Extract every line of the entries below that contains the word "napkin".

....................

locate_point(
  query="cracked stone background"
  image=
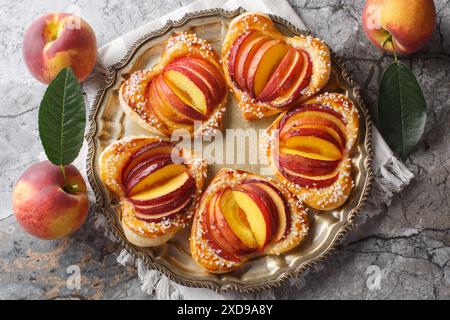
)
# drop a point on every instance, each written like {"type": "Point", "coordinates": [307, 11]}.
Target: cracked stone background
{"type": "Point", "coordinates": [409, 241]}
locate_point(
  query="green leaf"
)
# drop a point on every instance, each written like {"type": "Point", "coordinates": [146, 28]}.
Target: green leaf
{"type": "Point", "coordinates": [401, 109]}
{"type": "Point", "coordinates": [62, 118]}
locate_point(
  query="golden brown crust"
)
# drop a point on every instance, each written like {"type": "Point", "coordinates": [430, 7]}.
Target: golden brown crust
{"type": "Point", "coordinates": [317, 50]}
{"type": "Point", "coordinates": [207, 257]}
{"type": "Point", "coordinates": [138, 232]}
{"type": "Point", "coordinates": [133, 92]}
{"type": "Point", "coordinates": [334, 196]}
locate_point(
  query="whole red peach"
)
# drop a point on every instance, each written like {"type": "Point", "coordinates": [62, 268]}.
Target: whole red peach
{"type": "Point", "coordinates": [41, 205]}
{"type": "Point", "coordinates": [56, 41]}
{"type": "Point", "coordinates": [409, 22]}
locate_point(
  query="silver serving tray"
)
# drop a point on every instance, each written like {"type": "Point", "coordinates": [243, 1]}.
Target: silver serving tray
{"type": "Point", "coordinates": [109, 124]}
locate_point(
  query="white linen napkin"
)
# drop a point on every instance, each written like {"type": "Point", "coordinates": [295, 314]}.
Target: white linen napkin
{"type": "Point", "coordinates": [391, 175]}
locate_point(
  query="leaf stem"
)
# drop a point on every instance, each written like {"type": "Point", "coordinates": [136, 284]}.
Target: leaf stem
{"type": "Point", "coordinates": [63, 171]}
{"type": "Point", "coordinates": [389, 39]}
{"type": "Point", "coordinates": [68, 187]}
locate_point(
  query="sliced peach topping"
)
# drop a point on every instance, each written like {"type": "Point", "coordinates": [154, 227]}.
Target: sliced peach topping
{"type": "Point", "coordinates": [186, 90]}
{"type": "Point", "coordinates": [326, 129]}
{"type": "Point", "coordinates": [272, 54]}
{"type": "Point", "coordinates": [162, 189]}
{"type": "Point", "coordinates": [236, 221]}
{"type": "Point", "coordinates": [315, 145]}
{"type": "Point", "coordinates": [255, 218]}
{"type": "Point", "coordinates": [157, 177]}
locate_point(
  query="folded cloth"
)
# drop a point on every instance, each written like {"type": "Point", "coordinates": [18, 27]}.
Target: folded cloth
{"type": "Point", "coordinates": [390, 175]}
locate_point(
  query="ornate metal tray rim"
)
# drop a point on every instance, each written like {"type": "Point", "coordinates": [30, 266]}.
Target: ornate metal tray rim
{"type": "Point", "coordinates": [148, 261]}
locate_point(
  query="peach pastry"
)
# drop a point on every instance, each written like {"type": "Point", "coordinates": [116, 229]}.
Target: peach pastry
{"type": "Point", "coordinates": [241, 216]}
{"type": "Point", "coordinates": [158, 186]}
{"type": "Point", "coordinates": [186, 90]}
{"type": "Point", "coordinates": [269, 72]}
{"type": "Point", "coordinates": [310, 149]}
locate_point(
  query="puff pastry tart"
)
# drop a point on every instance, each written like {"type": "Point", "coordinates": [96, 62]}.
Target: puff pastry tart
{"type": "Point", "coordinates": [157, 183]}
{"type": "Point", "coordinates": [186, 90]}
{"type": "Point", "coordinates": [269, 72]}
{"type": "Point", "coordinates": [310, 148]}
{"type": "Point", "coordinates": [241, 216]}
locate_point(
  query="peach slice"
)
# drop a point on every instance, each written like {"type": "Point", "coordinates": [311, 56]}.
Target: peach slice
{"type": "Point", "coordinates": [164, 112]}
{"type": "Point", "coordinates": [161, 158]}
{"type": "Point", "coordinates": [313, 133]}
{"type": "Point", "coordinates": [143, 154]}
{"type": "Point", "coordinates": [213, 236]}
{"type": "Point", "coordinates": [245, 56]}
{"type": "Point", "coordinates": [236, 221]}
{"type": "Point", "coordinates": [171, 189]}
{"type": "Point", "coordinates": [180, 81]}
{"type": "Point", "coordinates": [312, 144]}
{"type": "Point", "coordinates": [310, 181]}
{"type": "Point", "coordinates": [307, 154]}
{"type": "Point", "coordinates": [171, 100]}
{"type": "Point", "coordinates": [232, 60]}
{"type": "Point", "coordinates": [222, 227]}
{"type": "Point", "coordinates": [295, 91]}
{"type": "Point", "coordinates": [263, 63]}
{"type": "Point", "coordinates": [163, 210]}
{"type": "Point", "coordinates": [307, 166]}
{"type": "Point", "coordinates": [282, 211]}
{"type": "Point", "coordinates": [336, 134]}
{"type": "Point", "coordinates": [306, 115]}
{"type": "Point", "coordinates": [202, 78]}
{"type": "Point", "coordinates": [284, 76]}
{"type": "Point", "coordinates": [210, 74]}
{"type": "Point", "coordinates": [258, 218]}
{"type": "Point", "coordinates": [153, 174]}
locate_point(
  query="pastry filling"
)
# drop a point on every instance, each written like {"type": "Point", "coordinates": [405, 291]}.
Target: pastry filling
{"type": "Point", "coordinates": [312, 144]}
{"type": "Point", "coordinates": [269, 70]}
{"type": "Point", "coordinates": [157, 185]}
{"type": "Point", "coordinates": [245, 219]}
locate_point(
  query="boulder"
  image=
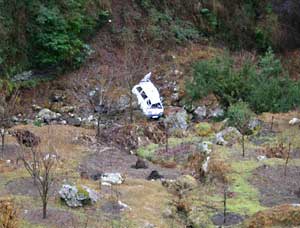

....................

__ANSWER TO THE TASK__
  query="white linen napkin"
Target: white linen napkin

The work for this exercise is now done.